◆ REQUIREMENT 1: Copy the notebook from "#update the actions" up to and including "radar per step.", renaming "sub-band" to "sub-channel".
◆ REQUIREMENT 2: Translate this sentence from the notebook into Spanish: "fix the frequency hopping of the radar so that it only transmits one frequency per radar per step."

◆ TEXT:

In [1]:
#multi-agent testrun using pettingzoo
#still need to update the actionset
#still need to update reward function
#trial to see if it works

#update the actions so that it selects the frequency range of a particular radar first, and then picks a sub-band from inside it
#fix the frequency hopping of the radar so that it only transmits one frequency per radar per step.

#after finalizing actions and rewards, test on vanilla dqn and sstart implementing ddqn with per

#fixed the radar frquency issue, need to fix the states, obs, info etc tuple being returned by env to the dqn
#after that, train dqn
#finally move to ddqn with per

#created the ddqn with per, need to add multiple radars and finalize
#rn its trying to lock all jammers on to a single radar, which doesnt make sense and is the reason for no convergence

#multiple jammers added, need to max scale rewards between 0 and 1
#get loss curves, success rate of jammers for any target, success rate of blocking each target
#assign threat coefficients based on the how far away the transmitted frequency is from the jammers frequency
#add frequency diversity

In [2]:
import numpy as np
import math
import gymnasium as gym
from gym import Env
from gym import spaces
import random
import numpy as np
from IPython.display import clear_output
import os
import matplotlib
import matplotlib.pyplot as plt
from collections import namedtuple, deque
from itertools import count
import torch
import torch.nn as nn
import torch.optim as optim
import torch.nn.functional as F
from pettingzoo import ParallelEnv

is_ipython = 'inline' in matplotlib.get_backend()

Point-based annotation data
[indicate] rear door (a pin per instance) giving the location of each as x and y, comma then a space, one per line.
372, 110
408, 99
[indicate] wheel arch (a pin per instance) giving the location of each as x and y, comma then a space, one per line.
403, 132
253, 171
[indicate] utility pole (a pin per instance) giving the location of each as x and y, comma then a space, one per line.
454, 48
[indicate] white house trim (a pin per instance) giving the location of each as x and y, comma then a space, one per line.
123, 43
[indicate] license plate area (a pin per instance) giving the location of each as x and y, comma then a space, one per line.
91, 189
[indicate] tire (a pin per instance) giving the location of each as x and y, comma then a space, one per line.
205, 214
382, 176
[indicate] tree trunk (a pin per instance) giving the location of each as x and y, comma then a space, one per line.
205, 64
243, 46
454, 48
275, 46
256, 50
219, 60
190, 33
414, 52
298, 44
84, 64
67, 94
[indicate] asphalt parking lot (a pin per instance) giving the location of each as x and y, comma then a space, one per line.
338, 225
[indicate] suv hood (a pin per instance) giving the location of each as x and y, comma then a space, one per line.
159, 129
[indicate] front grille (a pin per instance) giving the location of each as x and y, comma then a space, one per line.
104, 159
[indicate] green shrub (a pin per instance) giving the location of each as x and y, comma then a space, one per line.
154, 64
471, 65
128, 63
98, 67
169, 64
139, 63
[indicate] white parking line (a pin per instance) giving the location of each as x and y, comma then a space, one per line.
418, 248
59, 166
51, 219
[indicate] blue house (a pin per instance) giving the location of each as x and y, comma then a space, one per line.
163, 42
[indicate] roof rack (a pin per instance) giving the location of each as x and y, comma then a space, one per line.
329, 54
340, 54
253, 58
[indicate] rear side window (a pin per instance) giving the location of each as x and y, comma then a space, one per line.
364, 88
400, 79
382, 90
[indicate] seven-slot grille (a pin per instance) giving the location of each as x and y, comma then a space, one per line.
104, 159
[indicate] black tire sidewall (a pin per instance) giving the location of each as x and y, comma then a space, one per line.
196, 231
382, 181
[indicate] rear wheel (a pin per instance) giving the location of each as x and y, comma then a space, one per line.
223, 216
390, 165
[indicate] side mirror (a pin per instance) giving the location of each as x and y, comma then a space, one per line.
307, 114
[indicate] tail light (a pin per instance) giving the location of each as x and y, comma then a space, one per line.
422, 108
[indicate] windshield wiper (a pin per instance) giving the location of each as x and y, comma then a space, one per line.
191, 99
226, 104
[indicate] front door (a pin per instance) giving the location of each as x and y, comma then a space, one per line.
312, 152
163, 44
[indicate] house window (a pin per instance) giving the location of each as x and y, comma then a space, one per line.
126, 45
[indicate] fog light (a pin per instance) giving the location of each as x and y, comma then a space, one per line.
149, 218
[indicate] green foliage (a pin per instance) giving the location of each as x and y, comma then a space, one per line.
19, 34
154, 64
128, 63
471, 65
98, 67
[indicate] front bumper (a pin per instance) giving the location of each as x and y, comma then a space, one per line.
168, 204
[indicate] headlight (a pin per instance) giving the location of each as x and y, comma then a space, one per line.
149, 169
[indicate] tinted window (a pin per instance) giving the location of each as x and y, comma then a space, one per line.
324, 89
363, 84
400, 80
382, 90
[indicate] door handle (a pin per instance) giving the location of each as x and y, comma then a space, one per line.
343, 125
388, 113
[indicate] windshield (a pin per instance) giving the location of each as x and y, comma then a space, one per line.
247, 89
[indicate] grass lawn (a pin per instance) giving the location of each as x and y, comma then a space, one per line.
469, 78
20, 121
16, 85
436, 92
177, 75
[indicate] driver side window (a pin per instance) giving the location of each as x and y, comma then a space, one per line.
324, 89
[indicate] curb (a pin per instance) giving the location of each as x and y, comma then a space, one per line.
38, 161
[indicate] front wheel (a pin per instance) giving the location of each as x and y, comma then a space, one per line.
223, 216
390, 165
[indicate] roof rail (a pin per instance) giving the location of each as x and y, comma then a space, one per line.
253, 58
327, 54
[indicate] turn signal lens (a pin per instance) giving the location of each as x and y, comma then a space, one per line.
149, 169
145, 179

◆ TASK RESULT 1:
#update the actions so that it selects the frequency range of a particular radar first, and then picks a sub-channel from inside it
#fix the frequency hopping of the radar so that it only transmits one frequency per radar per step.

◆ TASK RESULT 2: Corrige el salto de frecuencia del radar para que solo transmita una frecuencia por radar por paso.